Excerpts from a pointing dataset
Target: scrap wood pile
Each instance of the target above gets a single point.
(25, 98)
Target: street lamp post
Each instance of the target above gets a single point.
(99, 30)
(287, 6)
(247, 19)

INSTRUCTIONS TO FOLLOW: Lay out each line of the entries above as a Markdown table with the columns Row and Line. Number the rows in order and leave out any blank lines.

SOLUTION TO THE EXERCISE:
| Row | Line |
|---|---|
| 1 | Target: scrap wood pile |
| 2 | Each instance of the target above gets a single point. |
| 3 | (25, 98) |
| 4 | Target: street lamp post |
| 5 | Each instance of the target above gets a single point. |
| 6 | (99, 30) |
| 7 | (287, 6) |
| 8 | (247, 19) |